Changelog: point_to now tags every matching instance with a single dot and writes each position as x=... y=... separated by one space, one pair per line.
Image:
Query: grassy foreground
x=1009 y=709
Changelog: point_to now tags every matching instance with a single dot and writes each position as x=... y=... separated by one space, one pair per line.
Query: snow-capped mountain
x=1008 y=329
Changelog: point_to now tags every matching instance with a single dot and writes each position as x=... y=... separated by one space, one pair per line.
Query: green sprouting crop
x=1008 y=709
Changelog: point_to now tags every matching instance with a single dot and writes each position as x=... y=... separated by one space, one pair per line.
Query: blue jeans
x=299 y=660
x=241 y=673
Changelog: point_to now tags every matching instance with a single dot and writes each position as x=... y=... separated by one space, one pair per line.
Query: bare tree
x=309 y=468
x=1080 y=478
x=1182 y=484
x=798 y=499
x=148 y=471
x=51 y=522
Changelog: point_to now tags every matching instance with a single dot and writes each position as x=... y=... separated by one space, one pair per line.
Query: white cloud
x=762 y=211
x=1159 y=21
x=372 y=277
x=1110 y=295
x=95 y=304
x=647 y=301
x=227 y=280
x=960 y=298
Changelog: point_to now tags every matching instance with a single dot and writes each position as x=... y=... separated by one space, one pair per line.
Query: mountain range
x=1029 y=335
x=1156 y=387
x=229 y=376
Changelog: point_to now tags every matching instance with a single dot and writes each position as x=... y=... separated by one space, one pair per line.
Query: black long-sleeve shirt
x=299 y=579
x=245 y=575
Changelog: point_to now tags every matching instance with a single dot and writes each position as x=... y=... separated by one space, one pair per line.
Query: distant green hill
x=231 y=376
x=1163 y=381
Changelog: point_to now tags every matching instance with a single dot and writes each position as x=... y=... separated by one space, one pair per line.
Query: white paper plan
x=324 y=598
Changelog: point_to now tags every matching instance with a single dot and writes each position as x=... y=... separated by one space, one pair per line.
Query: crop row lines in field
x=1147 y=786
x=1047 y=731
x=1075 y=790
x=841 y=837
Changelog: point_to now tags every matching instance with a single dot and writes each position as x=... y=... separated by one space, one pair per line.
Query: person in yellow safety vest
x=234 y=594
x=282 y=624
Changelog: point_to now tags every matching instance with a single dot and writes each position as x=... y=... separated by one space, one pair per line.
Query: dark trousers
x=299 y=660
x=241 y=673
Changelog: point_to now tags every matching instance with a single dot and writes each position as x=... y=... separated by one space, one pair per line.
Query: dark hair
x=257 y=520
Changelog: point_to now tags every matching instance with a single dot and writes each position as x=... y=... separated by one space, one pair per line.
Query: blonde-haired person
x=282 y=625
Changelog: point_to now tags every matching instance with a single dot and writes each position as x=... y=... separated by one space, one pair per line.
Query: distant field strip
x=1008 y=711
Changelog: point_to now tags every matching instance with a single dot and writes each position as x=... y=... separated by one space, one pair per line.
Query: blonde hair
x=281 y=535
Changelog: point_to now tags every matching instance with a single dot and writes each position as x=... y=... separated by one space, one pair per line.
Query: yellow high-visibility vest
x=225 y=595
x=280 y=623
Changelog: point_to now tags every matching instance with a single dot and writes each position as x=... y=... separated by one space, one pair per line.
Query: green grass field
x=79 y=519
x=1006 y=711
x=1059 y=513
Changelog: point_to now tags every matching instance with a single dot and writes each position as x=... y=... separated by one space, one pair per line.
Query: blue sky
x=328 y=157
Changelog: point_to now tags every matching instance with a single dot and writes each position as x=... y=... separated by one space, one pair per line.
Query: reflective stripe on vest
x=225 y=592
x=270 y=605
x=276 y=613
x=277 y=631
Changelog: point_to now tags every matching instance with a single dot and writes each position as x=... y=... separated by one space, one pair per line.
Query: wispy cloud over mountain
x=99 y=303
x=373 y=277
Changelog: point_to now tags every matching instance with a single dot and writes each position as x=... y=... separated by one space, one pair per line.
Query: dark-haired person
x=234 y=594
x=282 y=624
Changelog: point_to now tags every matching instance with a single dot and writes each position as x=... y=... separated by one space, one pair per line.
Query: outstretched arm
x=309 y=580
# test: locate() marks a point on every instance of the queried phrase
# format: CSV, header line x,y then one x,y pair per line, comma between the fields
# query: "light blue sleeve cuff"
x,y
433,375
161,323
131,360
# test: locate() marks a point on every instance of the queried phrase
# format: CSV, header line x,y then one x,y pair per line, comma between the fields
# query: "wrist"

•••

* _INSTRUCTIONS TO FOLLOW_
Word for word, quote all of the data above.

* _SOLUTION FOR THIS TASK_
Changelog: point_to now tags every matching instance with a single dot and writes each position as x=... y=... separated by one space, one pair per line.
Image:
Query: grassy foreground
x=1009 y=709
Changelog: point_to now tags every matching instance with a single dot and writes each position as x=... y=... separated by one space, one pair per line.
Query: snow-capped mountain
x=1008 y=329
Changelog: point_to now tags every matching instance with a single dot and writes each position as x=... y=... separated by one space, one pair per line.
Query: green sprouting crop
x=1008 y=709
Changelog: point_to now tags every matching instance with a single dot and writes each position as x=... y=... separated by one space, one pair per line.
Query: blue jeans
x=299 y=660
x=241 y=673
Changelog: point_to now tags every matching instance with a single dot and writes each position as x=... y=... separated by one space, one pair per line.
Query: bare tree
x=309 y=468
x=1080 y=478
x=1182 y=484
x=798 y=499
x=148 y=471
x=51 y=522
Changelog: point_to now tags every matching instance with a single dot and writes each position as x=... y=... separated by one space, one pair per line.
Query: white cloud
x=762 y=211
x=1159 y=21
x=372 y=277
x=1110 y=295
x=95 y=304
x=647 y=301
x=227 y=280
x=960 y=298
Changelog: point_to now tags every matching instance with a single dot and writes each position as x=... y=... separated by one space, one pair per line.
Query: mountain range
x=1029 y=335
x=1156 y=387
x=229 y=376
Changelog: point_to now tags every matching instance with a single dot and writes each position as x=... y=... separated by one space, one pair per line.
Query: black long-sleeve shirt
x=299 y=579
x=245 y=575
Changelog: point_to now tags every matching instance with a single dot and writes each position as x=... y=... separated by one space, one pair per line.
Query: distant green hill
x=231 y=376
x=1163 y=381
Changelog: point_to now tags every matching instance with a single dot and writes each position as x=... y=... separated by one space, one pair per line.
Query: white paper plan
x=324 y=598
Changelog: point_to now tags every matching instance with a single dot and writes each position as x=... y=... separated by one space, one pair per line.
Query: crop row lines in field
x=1147 y=786
x=1047 y=731
x=1075 y=790
x=841 y=837
Changelog: point_to now tags every matching instance with a single dot and writes each position as x=... y=... separated by one space, one pair per line.
Query: person in yellow safety vest
x=234 y=594
x=282 y=624
Changelog: point_to now tags every matching instance with a single dot and writes each position as x=... y=... separated by one space, one pair per line.
Query: dark trousers
x=299 y=660
x=241 y=673
Changelog: point_to now tags every matching instance with a single dot and writes each position as x=... y=... separated by one space, one pair per line.
Query: dark hair
x=257 y=520
Changelog: point_to now tags every matching instance with a single dot and writes each position as x=... y=... separated by one space, one pair per line.
Query: blonde-haired person
x=282 y=625
Changelog: point_to now tags every matching instance with a single dot and writes each position as x=... y=... separated by one space, one pair per line.
Query: distant field strip
x=1008 y=711
Changelog: point_to now tags every matching instance with a single dot and writes each position as x=... y=... separated by one space, one pair per line.
Query: blonde hair
x=281 y=535
Changelog: point_to now tags every matching instance with a single dot and writes each position as x=... y=... separated by one space, one pair per line.
Query: yellow high-visibility vest
x=225 y=595
x=280 y=623
Changelog: point_to now tags every matching instance with a single dot and writes each position as x=... y=... separated by one space, one pair per line.
Query: green grass field
x=79 y=519
x=1006 y=711
x=1059 y=513
Changelog: point_to now tags every matching instance with a single dot and writes each position as x=... y=... separated by one space, one pair per line.
Query: blue sky
x=328 y=157
Changelog: point_to now tags every matching instance with a single dot and writes each position as x=... y=... separated by one space, one pair per line.
Query: reflective stripe on vest
x=225 y=592
x=270 y=605
x=276 y=613
x=277 y=631
Changelog: point_to now tags every matching instance with a single dot and writes each position as x=... y=... separated by one space, one pair per line.
Query: wispy cloud over mountain
x=99 y=303
x=373 y=277
Changelog: point_to now tags every matching instance with a single dot and writes each position as x=... y=... separated by one space, one pair per line.
Query: dark-haired person
x=234 y=594
x=282 y=624
Changelog: point_to now tags every matching instance with a single dot and writes each position as x=... y=... separated by one space, one pair per line.
Query: outstretched arm
x=309 y=580
# test: locate() marks a point on every instance of the queried phrase
# format: CSV, header line x,y then one x,y pair per line, comma between the fields
# query: "light blue sleeve cuff"
x,y
433,375
161,323
131,360
# test: locate() marks a point on every instance of the queried phrase
# format: CSV, header line x,y then one x,y pair per line, comma between the fields
# query: "wrist"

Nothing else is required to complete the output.